-- WRITTEN INSTRUCTION --
Set down each record exactly as written.

■ ■ ■

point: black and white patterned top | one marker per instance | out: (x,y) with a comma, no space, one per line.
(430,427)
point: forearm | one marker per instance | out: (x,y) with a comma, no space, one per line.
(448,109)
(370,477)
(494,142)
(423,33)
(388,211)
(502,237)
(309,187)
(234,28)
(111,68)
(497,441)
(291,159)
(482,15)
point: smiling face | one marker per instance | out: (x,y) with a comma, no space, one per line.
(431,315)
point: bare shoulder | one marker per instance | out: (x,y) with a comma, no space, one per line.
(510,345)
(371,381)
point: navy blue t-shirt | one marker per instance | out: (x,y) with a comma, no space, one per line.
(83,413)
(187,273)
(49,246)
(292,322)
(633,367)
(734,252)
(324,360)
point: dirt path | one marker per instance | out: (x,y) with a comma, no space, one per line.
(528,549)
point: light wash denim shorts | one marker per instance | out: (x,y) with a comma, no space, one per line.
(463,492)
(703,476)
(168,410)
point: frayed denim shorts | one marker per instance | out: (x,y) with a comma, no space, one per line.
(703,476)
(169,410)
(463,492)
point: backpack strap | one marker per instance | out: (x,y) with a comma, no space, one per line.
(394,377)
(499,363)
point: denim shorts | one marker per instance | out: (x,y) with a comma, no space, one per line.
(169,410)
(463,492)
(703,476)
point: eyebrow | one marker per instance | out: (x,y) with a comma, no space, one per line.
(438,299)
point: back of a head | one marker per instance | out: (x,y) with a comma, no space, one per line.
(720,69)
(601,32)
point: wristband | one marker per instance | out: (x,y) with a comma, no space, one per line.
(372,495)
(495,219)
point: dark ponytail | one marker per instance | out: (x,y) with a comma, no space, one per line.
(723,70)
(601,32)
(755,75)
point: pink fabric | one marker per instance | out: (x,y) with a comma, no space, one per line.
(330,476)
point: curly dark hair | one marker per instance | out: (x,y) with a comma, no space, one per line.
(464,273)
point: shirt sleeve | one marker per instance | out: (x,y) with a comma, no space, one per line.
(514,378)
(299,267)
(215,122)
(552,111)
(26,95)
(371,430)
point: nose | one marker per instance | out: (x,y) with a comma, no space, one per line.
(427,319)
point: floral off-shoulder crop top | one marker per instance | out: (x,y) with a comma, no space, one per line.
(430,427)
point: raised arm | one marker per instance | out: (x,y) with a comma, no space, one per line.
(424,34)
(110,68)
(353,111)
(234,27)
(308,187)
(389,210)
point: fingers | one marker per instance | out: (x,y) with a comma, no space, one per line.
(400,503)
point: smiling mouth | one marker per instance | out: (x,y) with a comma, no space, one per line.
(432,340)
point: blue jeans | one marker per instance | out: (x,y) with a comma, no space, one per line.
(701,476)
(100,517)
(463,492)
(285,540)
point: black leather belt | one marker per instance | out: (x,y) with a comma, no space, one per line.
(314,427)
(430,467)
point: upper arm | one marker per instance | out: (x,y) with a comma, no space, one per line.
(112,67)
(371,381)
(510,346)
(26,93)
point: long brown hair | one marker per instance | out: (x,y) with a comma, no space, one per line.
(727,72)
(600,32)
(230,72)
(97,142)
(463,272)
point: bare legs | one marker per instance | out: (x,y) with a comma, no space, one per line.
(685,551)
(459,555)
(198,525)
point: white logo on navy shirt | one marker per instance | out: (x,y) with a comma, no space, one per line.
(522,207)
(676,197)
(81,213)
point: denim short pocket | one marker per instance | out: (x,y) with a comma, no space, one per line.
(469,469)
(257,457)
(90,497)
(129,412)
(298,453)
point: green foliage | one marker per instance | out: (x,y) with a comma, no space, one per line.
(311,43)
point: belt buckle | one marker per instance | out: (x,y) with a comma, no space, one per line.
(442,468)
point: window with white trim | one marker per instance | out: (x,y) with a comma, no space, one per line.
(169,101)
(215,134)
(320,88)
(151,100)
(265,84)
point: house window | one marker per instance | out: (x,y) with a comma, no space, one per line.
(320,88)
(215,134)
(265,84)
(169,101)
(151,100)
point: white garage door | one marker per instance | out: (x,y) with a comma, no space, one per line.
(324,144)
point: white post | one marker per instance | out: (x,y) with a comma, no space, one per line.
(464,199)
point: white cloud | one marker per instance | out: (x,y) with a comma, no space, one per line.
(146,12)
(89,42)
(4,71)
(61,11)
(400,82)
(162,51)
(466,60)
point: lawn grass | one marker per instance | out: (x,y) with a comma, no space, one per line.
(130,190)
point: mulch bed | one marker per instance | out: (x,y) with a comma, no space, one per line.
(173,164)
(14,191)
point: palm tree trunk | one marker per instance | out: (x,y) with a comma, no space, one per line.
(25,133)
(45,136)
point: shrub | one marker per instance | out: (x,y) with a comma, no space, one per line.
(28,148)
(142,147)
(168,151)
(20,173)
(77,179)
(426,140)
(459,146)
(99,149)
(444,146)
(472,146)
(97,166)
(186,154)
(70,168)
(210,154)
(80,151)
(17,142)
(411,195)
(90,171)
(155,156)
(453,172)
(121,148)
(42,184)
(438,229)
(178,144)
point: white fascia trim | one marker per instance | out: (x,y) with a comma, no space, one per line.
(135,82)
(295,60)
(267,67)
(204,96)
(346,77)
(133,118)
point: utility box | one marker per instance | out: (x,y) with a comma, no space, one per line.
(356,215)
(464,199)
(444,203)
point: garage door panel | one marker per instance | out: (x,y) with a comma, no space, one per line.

■ ■ ■

-- SOLVED PROBLEM --
point: black and white patterned top | one marker per instance | out: (x,y) with a comma, no space, one per line.
(430,427)
point: forearm | one marker per instance | out: (x,y) with a comma, no space, one per line.
(448,109)
(370,477)
(494,142)
(423,33)
(388,211)
(502,237)
(309,187)
(234,28)
(111,68)
(497,441)
(291,159)
(482,15)
point: smiling face | one marker per instance | out: (x,y) with a comma, no space, one per line.
(431,315)
point: bare shoulder | one marker per instance | out: (x,y) with a comma, no space, one per line.
(510,345)
(371,381)
point: navy blue t-shirt | one marker per instance | out: (x,y) with a comma, no space, one per line.
(83,413)
(187,273)
(49,246)
(292,322)
(633,367)
(734,252)
(324,360)
point: dirt path | one marker per instance | out: (x,y) with a comma, no space, one per line.
(528,549)
point: light wash denim shorts | one marker per instance | out: (x,y) with a comma, no space, one per line.
(463,492)
(703,476)
(168,410)
point: frayed denim shorts | one marker per instance | out: (x,y) with a comma, no space, one per line.
(703,476)
(169,410)
(463,492)
point: backpack strap | one marker per instance | out: (x,y) with a comma, no space, one per line.
(394,377)
(499,363)
point: denim shorts | one marker per instance | out: (x,y) with a comma, no space, one per line.
(169,410)
(463,492)
(703,476)
point: eyebrow | one marker per instance | out: (x,y) with a comma, no space, one per line.
(438,299)
point: back of a head | one marker per instance | out: (x,y) with a comma, no space, one per line.
(720,69)
(601,32)
point: wristband | one marker per instance | out: (x,y) with a comma, no space, one per line.
(372,495)
(495,219)
point: dark ponytail | one marker per instance | out: (x,y) with a comma, no space, one per line.
(723,70)
(601,32)
(755,75)
point: pink fabric | one marker per instance | out: (x,y) with a comma, no space, one per line.
(330,476)
point: curly dark hair | one marker per instance | out: (x,y) with a comma, no space, one per line.
(464,273)
point: shirt sleeve | one marker per instance | out: (x,y) with a comma, no space, one per line.
(514,378)
(299,267)
(215,122)
(552,111)
(26,95)
(371,430)
point: nose | one marker per instance | out: (x,y) with a comma, no space, one per line.
(427,319)
point: floral off-shoulder crop top | one marker per instance | out: (x,y) with a comma, no space, one per line.
(430,427)
point: raised arm | one marker per instance | out: (x,y) with a comma, no space, one per line.
(424,34)
(110,68)
(353,111)
(234,27)
(308,187)
(389,210)
point: fingers | one marker per instance | out: (x,y) with a comma, no space, one per line.
(400,503)
point: smiling mouth | one marker per instance | out: (x,y) with a comma, no space, one per line.
(432,340)
point: blue jeans | one marker per instance | out: (x,y) with a comma, no space, one per line.
(701,476)
(100,517)
(463,492)
(285,540)
point: black leather belt | one marker per instance | out: (x,y) with a comma, no space, one per line.
(314,427)
(430,467)
point: upper arm | one marker per instance | out: (x,y) with a comma, no space, one per line.
(112,67)
(371,381)
(510,346)
(26,93)
point: long brown hair | one marker per instance | out: (x,y) with a comma, no space, one per line.
(727,72)
(600,32)
(230,72)
(97,142)
(463,272)
point: bare legs | one marker per instance | out: (x,y) with a comma, no space, one per line.
(685,551)
(459,555)
(198,525)
point: white logo on navy shirt | one marker per instance | out: (x,y) with a comma, no space, one per line.
(522,207)
(676,197)
(81,213)
point: denim short pocket | one marker per instance | out: (x,y) with a comma, no space, one per line.
(469,469)
(257,457)
(90,497)
(129,412)
(298,453)
point: green foliage | one marker per instance | out: (x,y) with a comma, no space, one per line.
(311,43)
point: belt buckle | one marker per instance | out: (x,y) with a comma, no space, one per line.
(442,468)
point: window with white trim | one marker per instance | out: (x,y) with a comma, no space, one per line.
(169,101)
(215,134)
(320,88)
(151,100)
(265,84)
point: house window | one marker per instance | out: (x,y) with a comma, no space, one per line.
(320,88)
(215,134)
(265,84)
(169,101)
(151,100)
point: white garage door | one marker per instance | out: (x,y) with a comma, no space, one per line.
(324,144)
point: white post | one marker per instance | out: (x,y) with a comma, no space, one per line.
(464,199)
point: white cloud | one marker per instance | out: (x,y) with a comma, no space, one per line.
(146,12)
(89,42)
(4,71)
(61,11)
(400,82)
(162,51)
(466,60)
point: lawn grass | one marker per instance | out: (x,y) with a comma, no space, one per line.
(130,190)
point: mulch bed | one marker per instance | out: (x,y) with a comma, no space, one per line.
(173,164)
(14,191)
point: palm tree trunk | one marker per instance | out: (x,y) with a comma, no space, one per line.
(25,133)
(45,136)
point: shrub | one marker per instance | out: (x,y) with a comma, no space, one per line.
(28,148)
(142,147)
(168,151)
(20,173)
(77,179)
(426,140)
(459,146)
(99,149)
(444,146)
(472,146)
(97,166)
(186,154)
(70,168)
(210,154)
(80,151)
(17,142)
(411,195)
(90,171)
(155,156)
(453,172)
(121,148)
(42,184)
(438,229)
(178,144)
point: white fascia trim | one marker per instance | out: (x,y) with a comma, no space, one per line.
(135,82)
(295,60)
(267,67)
(204,96)
(346,77)
(133,118)
point: utility box | one marker per instance | out: (x,y) with a comma, no space, one per line.
(356,215)
(464,199)
(444,203)
point: garage door panel | one marker per instance | out: (x,y) with a comma, no space, one per line.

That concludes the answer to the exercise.